▶ _ФРАГМЕНТ ТЕКСТА_:
·····
Лучшая, наиболее художественная фигура поэмы, которая производит на читателя сильное и неотразимое впечатление, – это фигура Сатаны. По моему мнению, на ней удобнее всего и легче всего проследить все достоинства и недостатки поэмы, почему я и позволю себе подробнее остановиться на ней.
Начало поэмы рисует нам Сатану, только что низверженного с неба молниями Христа: «Враг, дерзнувший восстать против Всевышнего, обремененный тяжестью поражения, девять дней и девять ночей лежал с нечестивыми своими соумышленниками в огненной пучине, вращаясь между горящими волнами и терзаясь мучениями, хотя и был бессмертен. Но казнь еще более лютая ожидала его: к жестоким страданиям присоединяется воспоминание потерянного им блаженства и мысль о бесконечной гибели. Он обращает вокруг себя мрачные взоры, и в них изображается глубокая горесть и отчаяние, смешанное с неукротимой ненавистью. Проницательное его зрение, свойственное небесным жителям, вдруг объемлет всю неизмеримую и угрюмую пустыню, страшную темницу с круглым сводом, подобную пылающей печи. Но из пламени, наполнявшего темницу, выходил не свет, а мрачное мерцание, представлявшее очам зрелище бедствий, место скорби и смерти, где мир и тишина никогда не обитали, куда никогда не проникала надежда. То было жилище бесконечных стенаний, океан пожирающих огней, питаемых смолою, всегда кипящей, не сгорающей никогда».
Но Сатана не чувствует слабости, дух его тверд и непримирим, как прежде, когда он вел свои легионы против легионов Ангелов.
·····
▶ _СОДЕРЖИМОЕ НАБОРА ДАННЫХ_:
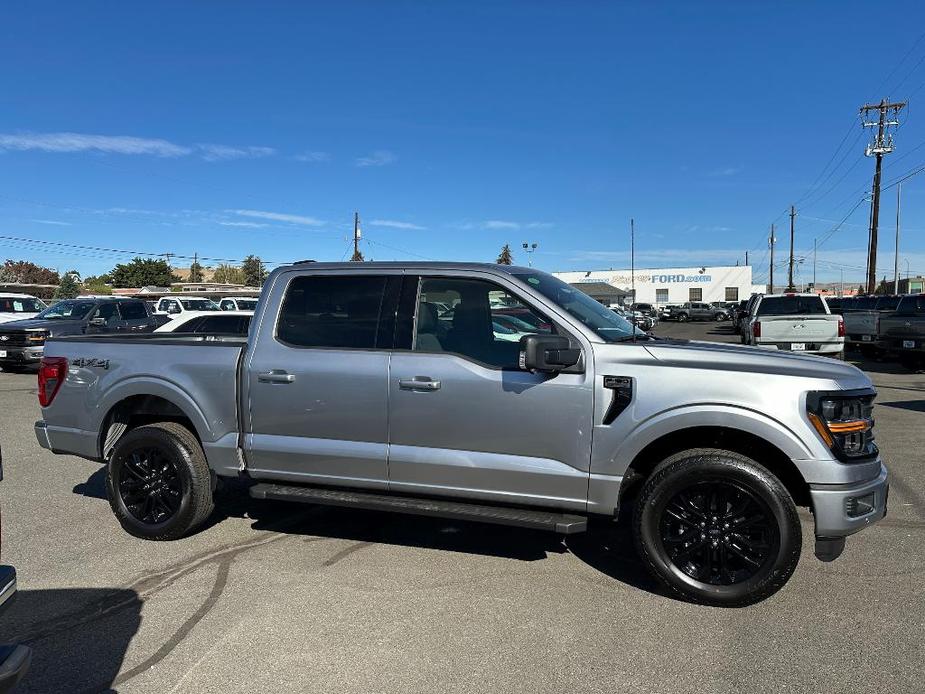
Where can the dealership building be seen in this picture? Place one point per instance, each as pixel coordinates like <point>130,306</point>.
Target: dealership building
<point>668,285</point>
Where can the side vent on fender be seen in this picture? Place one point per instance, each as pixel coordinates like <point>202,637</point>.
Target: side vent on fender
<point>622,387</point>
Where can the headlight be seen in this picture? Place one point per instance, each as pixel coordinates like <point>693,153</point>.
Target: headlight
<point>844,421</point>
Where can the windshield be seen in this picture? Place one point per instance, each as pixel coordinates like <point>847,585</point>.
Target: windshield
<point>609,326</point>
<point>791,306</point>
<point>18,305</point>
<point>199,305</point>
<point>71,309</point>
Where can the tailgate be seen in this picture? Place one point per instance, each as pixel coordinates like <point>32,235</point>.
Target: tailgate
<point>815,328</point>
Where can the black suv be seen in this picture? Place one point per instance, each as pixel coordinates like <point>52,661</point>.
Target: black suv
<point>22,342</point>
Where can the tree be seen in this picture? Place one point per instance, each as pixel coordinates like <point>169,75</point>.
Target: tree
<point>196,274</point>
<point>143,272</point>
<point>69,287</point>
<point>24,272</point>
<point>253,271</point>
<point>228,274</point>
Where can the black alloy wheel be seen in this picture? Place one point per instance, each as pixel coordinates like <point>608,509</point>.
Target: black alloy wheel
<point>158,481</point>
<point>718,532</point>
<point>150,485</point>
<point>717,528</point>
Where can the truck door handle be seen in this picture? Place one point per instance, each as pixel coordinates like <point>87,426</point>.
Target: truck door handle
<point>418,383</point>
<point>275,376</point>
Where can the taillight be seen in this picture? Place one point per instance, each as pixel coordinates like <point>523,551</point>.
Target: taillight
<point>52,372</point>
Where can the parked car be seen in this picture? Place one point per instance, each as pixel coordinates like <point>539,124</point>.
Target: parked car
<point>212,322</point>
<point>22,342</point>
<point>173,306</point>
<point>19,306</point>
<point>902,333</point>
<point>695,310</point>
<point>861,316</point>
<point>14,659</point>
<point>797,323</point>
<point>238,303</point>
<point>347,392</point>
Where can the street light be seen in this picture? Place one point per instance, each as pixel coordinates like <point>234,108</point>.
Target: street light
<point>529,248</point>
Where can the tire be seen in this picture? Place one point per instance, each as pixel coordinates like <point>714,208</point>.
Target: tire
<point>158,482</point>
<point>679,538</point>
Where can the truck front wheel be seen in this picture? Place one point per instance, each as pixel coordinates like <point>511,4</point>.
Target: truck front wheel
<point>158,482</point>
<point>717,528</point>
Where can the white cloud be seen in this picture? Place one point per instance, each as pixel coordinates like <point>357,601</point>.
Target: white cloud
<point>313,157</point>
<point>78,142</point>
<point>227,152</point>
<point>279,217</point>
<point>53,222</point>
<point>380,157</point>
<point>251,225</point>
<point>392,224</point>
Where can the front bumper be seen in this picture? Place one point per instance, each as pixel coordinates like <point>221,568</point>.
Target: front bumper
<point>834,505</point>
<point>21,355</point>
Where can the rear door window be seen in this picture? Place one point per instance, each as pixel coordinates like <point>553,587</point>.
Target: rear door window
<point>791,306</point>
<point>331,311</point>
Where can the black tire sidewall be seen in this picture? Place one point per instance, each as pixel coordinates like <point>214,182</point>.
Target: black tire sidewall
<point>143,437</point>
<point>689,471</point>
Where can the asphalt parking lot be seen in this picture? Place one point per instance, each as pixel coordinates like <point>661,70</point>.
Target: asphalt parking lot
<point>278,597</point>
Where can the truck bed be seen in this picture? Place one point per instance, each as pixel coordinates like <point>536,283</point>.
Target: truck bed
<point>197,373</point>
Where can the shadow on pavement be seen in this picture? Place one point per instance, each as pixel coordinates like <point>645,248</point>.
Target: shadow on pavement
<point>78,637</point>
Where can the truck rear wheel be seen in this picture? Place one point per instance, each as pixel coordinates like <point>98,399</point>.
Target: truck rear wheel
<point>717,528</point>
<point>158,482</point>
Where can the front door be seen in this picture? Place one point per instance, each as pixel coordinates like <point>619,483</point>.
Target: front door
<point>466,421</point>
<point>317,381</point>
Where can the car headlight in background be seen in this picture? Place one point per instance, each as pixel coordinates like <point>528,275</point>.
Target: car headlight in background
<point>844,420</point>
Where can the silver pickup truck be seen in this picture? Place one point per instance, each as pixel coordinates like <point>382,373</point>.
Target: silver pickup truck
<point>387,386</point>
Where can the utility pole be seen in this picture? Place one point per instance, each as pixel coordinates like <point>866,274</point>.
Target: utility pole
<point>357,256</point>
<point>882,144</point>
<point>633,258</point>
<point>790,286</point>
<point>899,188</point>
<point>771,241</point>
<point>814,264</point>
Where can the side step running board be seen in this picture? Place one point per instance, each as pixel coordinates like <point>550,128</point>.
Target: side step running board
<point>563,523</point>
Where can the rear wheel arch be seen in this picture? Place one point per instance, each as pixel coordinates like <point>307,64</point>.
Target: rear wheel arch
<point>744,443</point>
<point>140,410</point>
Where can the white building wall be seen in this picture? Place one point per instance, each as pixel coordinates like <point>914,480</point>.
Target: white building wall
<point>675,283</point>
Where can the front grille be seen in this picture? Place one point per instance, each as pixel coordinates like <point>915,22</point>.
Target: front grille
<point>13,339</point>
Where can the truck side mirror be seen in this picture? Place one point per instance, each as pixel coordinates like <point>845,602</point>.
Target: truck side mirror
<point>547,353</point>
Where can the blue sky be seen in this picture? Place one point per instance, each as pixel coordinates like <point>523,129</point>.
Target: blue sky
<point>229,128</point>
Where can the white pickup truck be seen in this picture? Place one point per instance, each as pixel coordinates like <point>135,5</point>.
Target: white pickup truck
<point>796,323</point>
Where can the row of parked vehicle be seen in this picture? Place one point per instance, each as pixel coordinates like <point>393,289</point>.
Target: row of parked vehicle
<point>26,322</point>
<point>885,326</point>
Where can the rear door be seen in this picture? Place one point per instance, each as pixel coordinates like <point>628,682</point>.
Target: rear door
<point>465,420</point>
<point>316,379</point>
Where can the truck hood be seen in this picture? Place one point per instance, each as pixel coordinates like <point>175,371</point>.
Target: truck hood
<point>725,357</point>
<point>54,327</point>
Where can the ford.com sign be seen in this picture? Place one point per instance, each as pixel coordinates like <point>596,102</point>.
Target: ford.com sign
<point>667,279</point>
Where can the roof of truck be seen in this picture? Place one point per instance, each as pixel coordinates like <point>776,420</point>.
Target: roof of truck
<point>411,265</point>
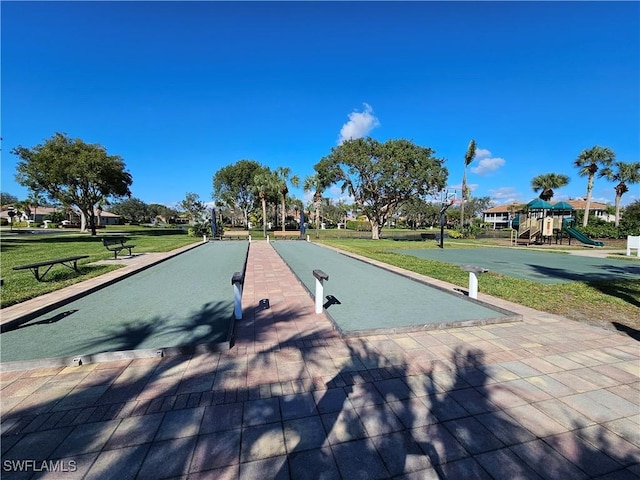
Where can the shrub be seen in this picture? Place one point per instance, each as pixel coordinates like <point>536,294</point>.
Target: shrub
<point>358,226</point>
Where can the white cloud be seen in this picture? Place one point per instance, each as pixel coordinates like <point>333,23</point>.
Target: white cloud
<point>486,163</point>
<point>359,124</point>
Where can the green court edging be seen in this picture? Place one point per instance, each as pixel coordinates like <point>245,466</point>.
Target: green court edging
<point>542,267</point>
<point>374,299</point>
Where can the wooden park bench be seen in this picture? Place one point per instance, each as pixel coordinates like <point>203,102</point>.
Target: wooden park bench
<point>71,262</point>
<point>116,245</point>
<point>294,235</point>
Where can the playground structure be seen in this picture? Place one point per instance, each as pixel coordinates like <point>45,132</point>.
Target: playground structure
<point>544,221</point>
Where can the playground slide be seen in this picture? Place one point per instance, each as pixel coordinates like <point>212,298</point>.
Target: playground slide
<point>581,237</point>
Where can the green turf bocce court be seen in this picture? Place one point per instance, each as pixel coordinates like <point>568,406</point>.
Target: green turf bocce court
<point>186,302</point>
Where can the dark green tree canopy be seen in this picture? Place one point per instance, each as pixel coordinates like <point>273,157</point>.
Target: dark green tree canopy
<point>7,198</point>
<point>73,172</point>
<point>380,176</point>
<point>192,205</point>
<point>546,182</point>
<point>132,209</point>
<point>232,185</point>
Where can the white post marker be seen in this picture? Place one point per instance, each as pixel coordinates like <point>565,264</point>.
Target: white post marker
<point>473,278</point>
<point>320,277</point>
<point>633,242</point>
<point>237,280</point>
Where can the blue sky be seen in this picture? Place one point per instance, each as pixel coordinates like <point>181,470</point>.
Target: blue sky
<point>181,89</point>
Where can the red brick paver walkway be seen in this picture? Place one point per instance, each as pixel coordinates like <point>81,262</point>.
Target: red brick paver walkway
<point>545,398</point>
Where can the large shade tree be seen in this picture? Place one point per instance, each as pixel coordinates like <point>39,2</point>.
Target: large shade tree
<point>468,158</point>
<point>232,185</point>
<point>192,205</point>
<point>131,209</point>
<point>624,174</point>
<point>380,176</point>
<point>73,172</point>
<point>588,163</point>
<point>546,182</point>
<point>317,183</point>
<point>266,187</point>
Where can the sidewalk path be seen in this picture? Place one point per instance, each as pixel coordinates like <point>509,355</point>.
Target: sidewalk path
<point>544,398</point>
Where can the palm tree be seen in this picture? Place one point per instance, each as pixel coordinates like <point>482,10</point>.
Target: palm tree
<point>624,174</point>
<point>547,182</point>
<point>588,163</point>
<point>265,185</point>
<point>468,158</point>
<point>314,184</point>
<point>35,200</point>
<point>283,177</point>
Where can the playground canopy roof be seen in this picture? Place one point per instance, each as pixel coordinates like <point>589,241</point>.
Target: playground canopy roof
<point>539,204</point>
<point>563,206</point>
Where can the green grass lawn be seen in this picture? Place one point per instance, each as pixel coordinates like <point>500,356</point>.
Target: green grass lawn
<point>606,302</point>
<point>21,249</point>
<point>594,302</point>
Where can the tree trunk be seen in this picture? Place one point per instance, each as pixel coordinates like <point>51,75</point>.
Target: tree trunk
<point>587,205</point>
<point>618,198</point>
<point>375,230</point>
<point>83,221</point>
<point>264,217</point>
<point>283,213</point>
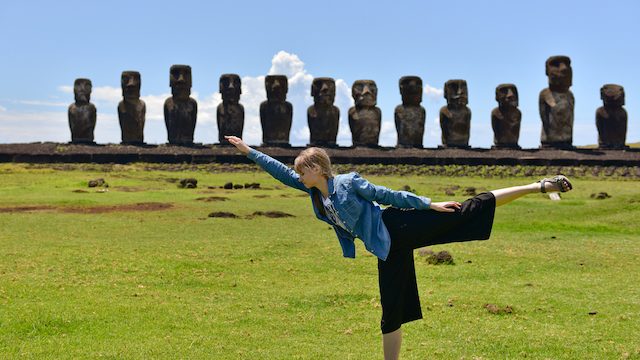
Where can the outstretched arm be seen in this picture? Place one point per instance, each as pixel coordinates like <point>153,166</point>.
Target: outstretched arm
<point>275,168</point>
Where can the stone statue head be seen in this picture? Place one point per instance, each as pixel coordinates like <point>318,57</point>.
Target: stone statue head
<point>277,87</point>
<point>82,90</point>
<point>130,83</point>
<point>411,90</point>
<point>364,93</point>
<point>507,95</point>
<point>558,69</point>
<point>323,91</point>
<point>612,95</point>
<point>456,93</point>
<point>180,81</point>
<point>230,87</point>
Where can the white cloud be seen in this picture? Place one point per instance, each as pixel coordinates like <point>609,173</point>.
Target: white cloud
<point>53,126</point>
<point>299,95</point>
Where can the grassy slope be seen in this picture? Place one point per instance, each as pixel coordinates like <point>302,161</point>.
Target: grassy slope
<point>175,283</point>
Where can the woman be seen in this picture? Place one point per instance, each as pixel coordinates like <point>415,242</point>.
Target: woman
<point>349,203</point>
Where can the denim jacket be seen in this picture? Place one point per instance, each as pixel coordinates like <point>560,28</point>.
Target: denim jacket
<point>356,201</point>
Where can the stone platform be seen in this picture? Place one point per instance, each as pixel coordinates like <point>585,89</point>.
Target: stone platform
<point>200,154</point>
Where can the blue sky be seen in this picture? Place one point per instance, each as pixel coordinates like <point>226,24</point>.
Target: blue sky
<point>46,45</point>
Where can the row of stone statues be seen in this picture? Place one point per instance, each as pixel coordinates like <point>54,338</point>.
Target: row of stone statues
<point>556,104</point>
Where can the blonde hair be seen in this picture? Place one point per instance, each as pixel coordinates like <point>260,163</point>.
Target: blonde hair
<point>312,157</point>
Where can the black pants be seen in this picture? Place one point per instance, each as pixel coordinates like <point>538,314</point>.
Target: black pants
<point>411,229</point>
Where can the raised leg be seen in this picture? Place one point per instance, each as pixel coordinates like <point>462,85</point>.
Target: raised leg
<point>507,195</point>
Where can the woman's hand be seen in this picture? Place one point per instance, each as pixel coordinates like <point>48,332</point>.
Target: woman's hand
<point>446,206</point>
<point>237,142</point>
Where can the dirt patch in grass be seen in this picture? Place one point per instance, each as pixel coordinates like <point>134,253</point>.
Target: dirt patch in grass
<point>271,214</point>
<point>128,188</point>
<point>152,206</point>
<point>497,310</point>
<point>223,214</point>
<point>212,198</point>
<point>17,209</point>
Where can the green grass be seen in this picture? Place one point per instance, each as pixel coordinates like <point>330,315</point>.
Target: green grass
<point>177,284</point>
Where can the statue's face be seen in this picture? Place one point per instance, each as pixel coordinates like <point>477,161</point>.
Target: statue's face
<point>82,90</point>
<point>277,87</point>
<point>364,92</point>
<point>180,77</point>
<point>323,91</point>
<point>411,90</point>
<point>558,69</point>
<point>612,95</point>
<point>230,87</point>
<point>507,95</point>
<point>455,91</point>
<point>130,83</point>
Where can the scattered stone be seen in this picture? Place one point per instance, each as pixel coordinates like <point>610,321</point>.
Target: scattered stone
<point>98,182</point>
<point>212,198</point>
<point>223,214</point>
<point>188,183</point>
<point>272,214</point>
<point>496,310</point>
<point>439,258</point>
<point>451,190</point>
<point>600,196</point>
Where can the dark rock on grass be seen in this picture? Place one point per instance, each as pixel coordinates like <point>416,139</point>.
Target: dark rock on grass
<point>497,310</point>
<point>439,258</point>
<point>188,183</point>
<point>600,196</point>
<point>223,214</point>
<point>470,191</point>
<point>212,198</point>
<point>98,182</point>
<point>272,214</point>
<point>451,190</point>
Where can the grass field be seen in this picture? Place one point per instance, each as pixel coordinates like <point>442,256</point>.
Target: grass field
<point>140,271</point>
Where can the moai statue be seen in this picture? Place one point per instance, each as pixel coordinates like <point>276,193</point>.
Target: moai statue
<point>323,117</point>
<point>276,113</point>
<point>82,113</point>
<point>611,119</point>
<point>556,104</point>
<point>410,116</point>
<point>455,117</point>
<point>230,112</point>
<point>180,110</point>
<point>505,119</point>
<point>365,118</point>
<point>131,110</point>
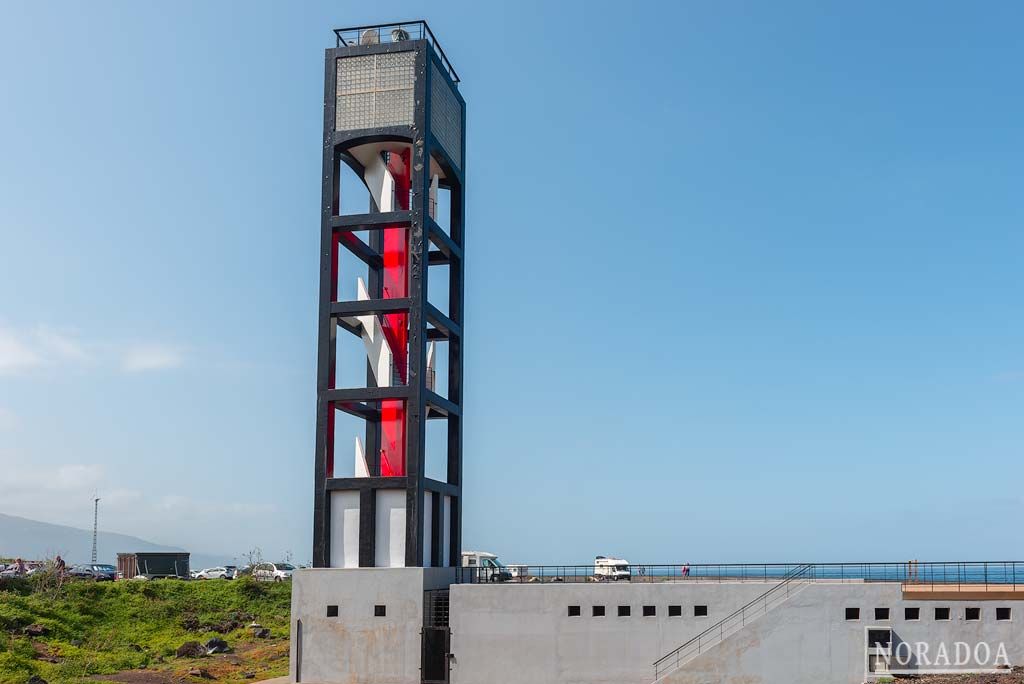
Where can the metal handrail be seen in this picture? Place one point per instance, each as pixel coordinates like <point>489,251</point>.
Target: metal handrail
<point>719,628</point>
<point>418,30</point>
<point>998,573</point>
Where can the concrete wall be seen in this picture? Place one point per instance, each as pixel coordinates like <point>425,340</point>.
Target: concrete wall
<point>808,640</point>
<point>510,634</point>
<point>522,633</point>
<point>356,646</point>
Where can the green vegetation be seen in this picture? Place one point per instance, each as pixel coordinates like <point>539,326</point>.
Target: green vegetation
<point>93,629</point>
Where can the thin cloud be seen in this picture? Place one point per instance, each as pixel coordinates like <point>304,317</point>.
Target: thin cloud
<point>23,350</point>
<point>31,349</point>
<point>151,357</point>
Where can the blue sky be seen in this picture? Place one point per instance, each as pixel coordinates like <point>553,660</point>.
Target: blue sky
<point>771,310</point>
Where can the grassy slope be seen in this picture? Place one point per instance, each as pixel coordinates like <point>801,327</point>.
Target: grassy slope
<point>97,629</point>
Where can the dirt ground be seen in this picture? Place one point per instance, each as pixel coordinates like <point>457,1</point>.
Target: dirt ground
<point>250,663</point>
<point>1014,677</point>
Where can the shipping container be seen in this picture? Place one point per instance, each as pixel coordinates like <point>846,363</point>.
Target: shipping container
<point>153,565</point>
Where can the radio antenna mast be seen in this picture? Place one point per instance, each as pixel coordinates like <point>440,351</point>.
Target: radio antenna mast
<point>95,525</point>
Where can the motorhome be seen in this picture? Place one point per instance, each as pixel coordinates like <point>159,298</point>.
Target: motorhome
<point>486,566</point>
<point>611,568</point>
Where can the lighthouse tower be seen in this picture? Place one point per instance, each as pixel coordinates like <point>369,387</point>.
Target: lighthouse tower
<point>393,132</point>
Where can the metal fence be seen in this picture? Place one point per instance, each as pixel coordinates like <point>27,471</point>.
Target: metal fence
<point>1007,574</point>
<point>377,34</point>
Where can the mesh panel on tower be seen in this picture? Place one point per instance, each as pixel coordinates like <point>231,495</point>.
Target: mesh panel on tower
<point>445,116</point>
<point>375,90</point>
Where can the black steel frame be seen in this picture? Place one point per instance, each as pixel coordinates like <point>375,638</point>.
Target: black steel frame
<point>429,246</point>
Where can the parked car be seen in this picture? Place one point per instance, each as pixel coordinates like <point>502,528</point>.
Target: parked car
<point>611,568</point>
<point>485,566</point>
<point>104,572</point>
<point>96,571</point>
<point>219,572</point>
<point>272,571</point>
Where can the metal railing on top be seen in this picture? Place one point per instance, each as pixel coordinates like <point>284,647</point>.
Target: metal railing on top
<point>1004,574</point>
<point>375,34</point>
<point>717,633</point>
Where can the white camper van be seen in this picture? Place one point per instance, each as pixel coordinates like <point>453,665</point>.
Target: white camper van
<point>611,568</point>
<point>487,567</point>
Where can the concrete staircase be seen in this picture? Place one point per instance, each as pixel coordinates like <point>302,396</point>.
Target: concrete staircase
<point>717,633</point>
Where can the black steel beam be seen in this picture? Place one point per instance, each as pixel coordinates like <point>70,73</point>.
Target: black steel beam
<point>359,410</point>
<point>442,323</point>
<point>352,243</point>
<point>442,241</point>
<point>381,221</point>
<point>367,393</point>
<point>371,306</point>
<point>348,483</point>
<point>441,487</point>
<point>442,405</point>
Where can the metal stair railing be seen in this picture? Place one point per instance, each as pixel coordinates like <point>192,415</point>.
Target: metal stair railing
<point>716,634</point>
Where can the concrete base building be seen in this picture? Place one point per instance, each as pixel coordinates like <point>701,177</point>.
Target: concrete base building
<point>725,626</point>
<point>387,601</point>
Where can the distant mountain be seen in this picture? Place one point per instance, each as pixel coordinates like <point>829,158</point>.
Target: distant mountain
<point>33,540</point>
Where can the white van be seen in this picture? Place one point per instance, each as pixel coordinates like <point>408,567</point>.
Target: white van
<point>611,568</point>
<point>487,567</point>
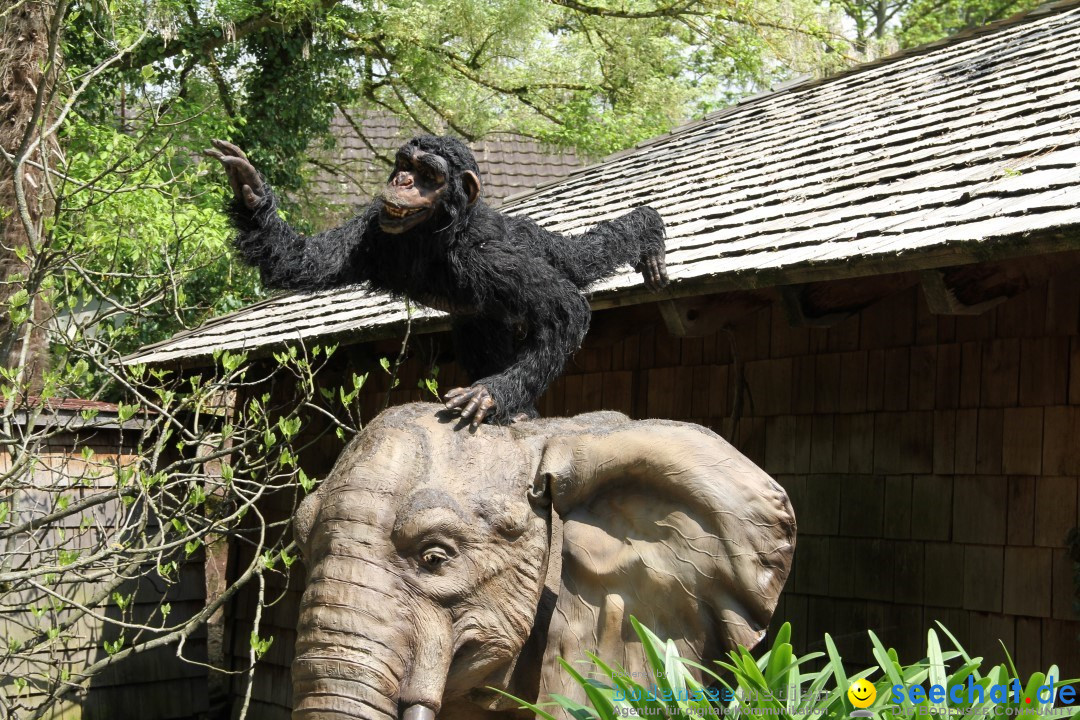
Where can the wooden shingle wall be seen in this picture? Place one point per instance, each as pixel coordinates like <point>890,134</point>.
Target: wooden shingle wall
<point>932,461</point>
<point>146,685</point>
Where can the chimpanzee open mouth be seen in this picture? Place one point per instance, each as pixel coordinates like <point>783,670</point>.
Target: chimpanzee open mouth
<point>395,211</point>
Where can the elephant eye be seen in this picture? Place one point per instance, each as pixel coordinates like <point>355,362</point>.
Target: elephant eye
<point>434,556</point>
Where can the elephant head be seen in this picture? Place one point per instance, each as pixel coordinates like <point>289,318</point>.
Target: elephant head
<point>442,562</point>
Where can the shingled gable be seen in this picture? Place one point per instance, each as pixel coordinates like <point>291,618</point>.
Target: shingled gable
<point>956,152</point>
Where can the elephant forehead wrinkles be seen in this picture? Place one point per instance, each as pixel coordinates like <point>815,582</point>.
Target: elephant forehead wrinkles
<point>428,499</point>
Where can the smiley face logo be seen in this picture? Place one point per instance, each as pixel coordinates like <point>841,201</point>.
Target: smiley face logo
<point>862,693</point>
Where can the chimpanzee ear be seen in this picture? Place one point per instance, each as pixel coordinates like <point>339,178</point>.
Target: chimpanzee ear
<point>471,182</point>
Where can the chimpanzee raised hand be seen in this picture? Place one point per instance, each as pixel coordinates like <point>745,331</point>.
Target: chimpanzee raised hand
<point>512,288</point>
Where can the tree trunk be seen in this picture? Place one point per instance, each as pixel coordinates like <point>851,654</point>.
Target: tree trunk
·····
▶ _УСЛОВИЕ ЗАДАНИЯ_: Напишите продолжение разбора фигуры Сатаны в поэме, начав сразу после его последнего предложения.

▶ _ОТВЕТ К ЗАДАНИЮ_:
«Потеряв места сражения, – говорит он Вельзевулу, – мы не все еще потеряли. Остались во мне неумолимая злоба, неутолимая алчность мщения, непреклонная твердость, а не значит ли это, что мы еще не совсем побеждены? В этом слава моя, которую ни могущество, ни гнев Его помрачить не могут. Ныне не стану я изгибать перед Ним выю и склонять перед Ним колена, испрашивая Его милости. Мне ли воздавать честь Тому, Чье царство трепетало от моей могучей руки?»
Вы чувствуете уже, что такие страсти нуждаются в соответствующей оболочке. Мильтон немедленно рисует вам ее, не скупясь размерами:
«Огромностью своей походил Сатана на гигантов, рожденных землей, громких славой в древности, восстававших на самого Юпитера, – на гиганта Бриарея или Тигона, живших в пещере, разверзавшей свою огромную пасть близ древнего Тарса. Или, лучше, Сатана уподоблялся Левиафану, величайшему из животных, сотворенных рукою Всевышнего и обитающих в недрах океана. Часто огромное это животное покоится на морях Норвежских: кормчий малого судна, застигнутый ночью в морских пространствах, пристает к нему, как к острову (по рассказам мореплавателей), кидает якорь в чешуйчатые его ребра и укрывается за его громадой, между тем как темнота владычествует на морях и замедляет, возвращение желанного утра. Так начальник мятежников, распростертый на огненной пучине и обремененный цепями, покрывал неизмеримое пространство исполинскими своими членами».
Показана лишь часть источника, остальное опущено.